_Passage shown:_
AML Compliance: A Critical Guide for UK Letting Agents and Property Managers

Are you a Letting Agent or landlord who’s not sure where to begin with AML legislation? Don’t worry – we’re here to help. In this article, we’ll explain when and why AML regulations apply and what do if you have any suspicions.

Many letting agents think that anti-money laundering legislation doesn’t apply to them, since they aren’t involved in buying and selling property. However, Anti-Money Laundering (AML) regulations can and do apply to rental properties in certain situations. Therefore, agents must comply with these rules to prevent fraud or other illegal activity.

Are you a letting agent and aren’t sure where to begin with AML rules? Don’t worry – we’re here to help. In this article, we’ll explain when and why AML regulations apply to letting agents and give you the information you need to keep your agency AML compliant.

When Do AML Regulations Apply to Letting Agents?

AML legislation applies to all rental properties with a monthly value of at least €10,000 – approximately £9,000. Any property being rented for this amount is subject to AML regulations, meaning letting agents must take certain steps to ensure landlords and tenants aren’t using the property to clean dirty money.

Before 2020, AML rules didn’t apply to property rentals. However, in January 2020, the EU’s 5th Money Laundering Directive (often abbreviated to 5MLD) came into effect, changing AML regulations for letting agencies across Europe.

What Type of Property Rentals Fall Under AML Rules?

According to 5MLD, all properties rented for €10,000 a month or above are subject to AML regulations. This might seem high for the private rental sector, so your letting agency might not think it has any AML obligations, but there are certain situations where you’re more likely to see this value of letting.

Residential Properties

In most parts of the UK, it’s unlikely that a private residential property would fetch a rental value of £9,000 a month or above. If your letting agent only works with private landlords, you might not need to worry.

However, if you’re based in an expensive part of Britain, like London or Manchester, you could have rental properties on the market for this value. A quick search on Right Move at the time of publication brought up over 2,500 properties in London and 50 in Manchester that meet the threshold. If your agency has particularly expensive properties on its books, you must follow standard AML procedures and best practices.

Commercial Properties

If your agency specialises in commercial properties, whether it’s warehouses, office space, or retail, they all fall under AML regulations. The same £9,000(ish) a month limit applies which includes any management or any other fee(s) that form part of the tenancy agreement.

When a property is divided into multiple commercial units, such as office spaces, only the individual incomes from each unit are considered, rather than the total combined income. For instance, if managing an office block where two-thirds of the property is leased to one tenant for £6,000 and the remaining portion is leased for £3,000, the landlord receives a total of £9,000. However, because this income is not received as a single payment, the landlord does not fall under AML regulations.

_Written request 1:_
Answer these questions using the AML guide for letting agents:
(a) In what month and year did the EU's 5th Money Laundering Directive come into effect?
(b) According to the Right Move search at the time of publication, how many properties in London and in Manchester met the threshold?
(c) Besides rent, what does the monthly limit for commercial properties include?
_Written request 2:_
Print the part of the AML guide for letting agents starting with "AML Compliance: A" and going on through "have any suspicions.".
_Written request 3:_
Proceed with the AML guide for letting agents, picking up right after its last sentence.

(Dataset excerpt)
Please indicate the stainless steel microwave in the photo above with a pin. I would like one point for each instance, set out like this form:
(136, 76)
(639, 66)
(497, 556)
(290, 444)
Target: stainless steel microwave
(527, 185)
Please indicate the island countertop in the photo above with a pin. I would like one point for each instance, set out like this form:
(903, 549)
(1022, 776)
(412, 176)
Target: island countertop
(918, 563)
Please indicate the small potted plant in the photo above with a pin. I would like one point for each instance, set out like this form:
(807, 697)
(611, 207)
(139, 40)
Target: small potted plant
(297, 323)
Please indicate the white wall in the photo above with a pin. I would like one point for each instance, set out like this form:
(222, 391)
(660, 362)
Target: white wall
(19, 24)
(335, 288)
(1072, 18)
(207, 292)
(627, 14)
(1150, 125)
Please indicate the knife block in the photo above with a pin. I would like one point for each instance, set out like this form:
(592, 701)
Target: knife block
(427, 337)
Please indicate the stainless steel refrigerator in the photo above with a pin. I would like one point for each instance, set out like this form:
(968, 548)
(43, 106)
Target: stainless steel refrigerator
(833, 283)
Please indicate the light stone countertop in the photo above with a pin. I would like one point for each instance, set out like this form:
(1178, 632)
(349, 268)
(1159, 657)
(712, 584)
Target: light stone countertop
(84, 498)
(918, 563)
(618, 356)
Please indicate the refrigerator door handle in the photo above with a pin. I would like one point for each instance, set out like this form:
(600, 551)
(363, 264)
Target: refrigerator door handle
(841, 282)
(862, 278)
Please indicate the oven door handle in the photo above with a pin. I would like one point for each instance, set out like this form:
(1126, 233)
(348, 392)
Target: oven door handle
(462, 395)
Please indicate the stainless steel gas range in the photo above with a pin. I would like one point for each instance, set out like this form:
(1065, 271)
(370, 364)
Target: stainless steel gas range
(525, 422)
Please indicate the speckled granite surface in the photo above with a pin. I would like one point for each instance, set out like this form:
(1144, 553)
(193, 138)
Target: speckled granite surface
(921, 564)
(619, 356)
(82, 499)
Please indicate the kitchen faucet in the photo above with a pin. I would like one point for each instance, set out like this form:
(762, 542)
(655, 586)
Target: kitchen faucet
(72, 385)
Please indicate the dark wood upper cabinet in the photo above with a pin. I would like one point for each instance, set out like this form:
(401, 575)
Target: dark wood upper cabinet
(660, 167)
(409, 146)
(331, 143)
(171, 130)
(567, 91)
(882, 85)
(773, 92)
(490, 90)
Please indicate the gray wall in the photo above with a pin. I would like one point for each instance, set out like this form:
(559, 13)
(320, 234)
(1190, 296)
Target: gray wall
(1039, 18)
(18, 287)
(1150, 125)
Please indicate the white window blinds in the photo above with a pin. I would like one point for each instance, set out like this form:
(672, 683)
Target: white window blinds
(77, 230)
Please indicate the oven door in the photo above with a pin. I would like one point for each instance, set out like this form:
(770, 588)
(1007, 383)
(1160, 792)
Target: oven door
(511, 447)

_Exercise output 1:_
(a) January 2020.
(b) Over 2,500 in London and 50 in Manchester.
(c) Any management fee or any other fee(s) that form part of the tenancy agreement.

_Exercise output 2:_
AML Compliance: A Critical Guide for UK Letting Agents and Property Managers

Are you a Letting Agent or landlord who’s not sure where to begin with AML legislation? Don’t worry – we’re here to help. In this article, we’ll explain when and why AML regulations apply and what do if you have any suspicions.

_Exercise output 3:_
Source: https://bionic.co.uk/blog/the-cost-of-owning-or-renting-a-commercial-property-in-the-uk/

Short-Term Rentals

Short-term rentals including holidays lets also fall under AML regulations if the monthly rental income is worth £9,000 or more and it is considered their main residence during their time in the UK. Holiday / short-term lets are exempt from Right to Rent rules, but the AML regulations do apply – even if it’s only one month of the year when the earnings will exceed €10,000.

HMOs

Houses of multiple occupations (HMOs) might be more likely to meet the AML regulations threshold than standard occupancies.

Let’s say a landlord has a large property in London with multiple bedrooms being rented out to separate tenants for a total sum of more than £9,000 a month. In this case, even if the landlord has separate contracts with each tenant, the property is earning more than the necessary threshold, so AML regulations apply.

Unlike commercial properties, HMOs are considered on a per-property basis rather than per-tenancy.

Why Do Lettings Fall Under AML Regulations?

AML rules were initially introduced in the lettings market to ensure checks on landlords. Letting Agents, unlike Estate Agents, handle and distribute money, increasing the risk of money laundering.

If someone earns over €10,000 a month from a rental property, it’s essential to check that they aren’t financially sanctioned or engaging in money laundering activities.

However, the regulations also apply to tenants. A tenant could also be electing to rent rather than trying to purchase a property to avoid the additional scrutiny that comes with this from banks and conveyancers.

The tenant could also be attempting to clean illegal gains by working with the landlord. They may already know them and as a way to clean dirty money, they are passing that money through a letting agent, lending it the appearance of legitimacy. Customer due diligence checks help prevent this.

Likewise, letting agencies themselves can assist in money-laundering activities. Suppose an agency owner knows that a tenant or landlord has earned money being used for the rental transaction through illegal means but accepts them as a client anyway. In that case, that person would be supporting and assisting in money laundering, which is a crime. Bringing letting agencies under AML regulations means it’s harder for them to assist in money laundering.

Potential AML risks of Commercial Lettings

Commercial lettings also fall under AML regulations and impose specific risks compared with the Private Rented sectors.

Many people who want to launder money use shell companies to hide their identities. Shell companies make it harder to determine precisely who is and acting in a financial transaction. It would even be possible for someone to clean their money by paying rent on a property they already own by using a shell company to hide their identity.

Now rentals fall under AML regulations, commercial letting agencies are responsible for finding out who the person is at the end of the shell company chain to ensure this isn’t the case.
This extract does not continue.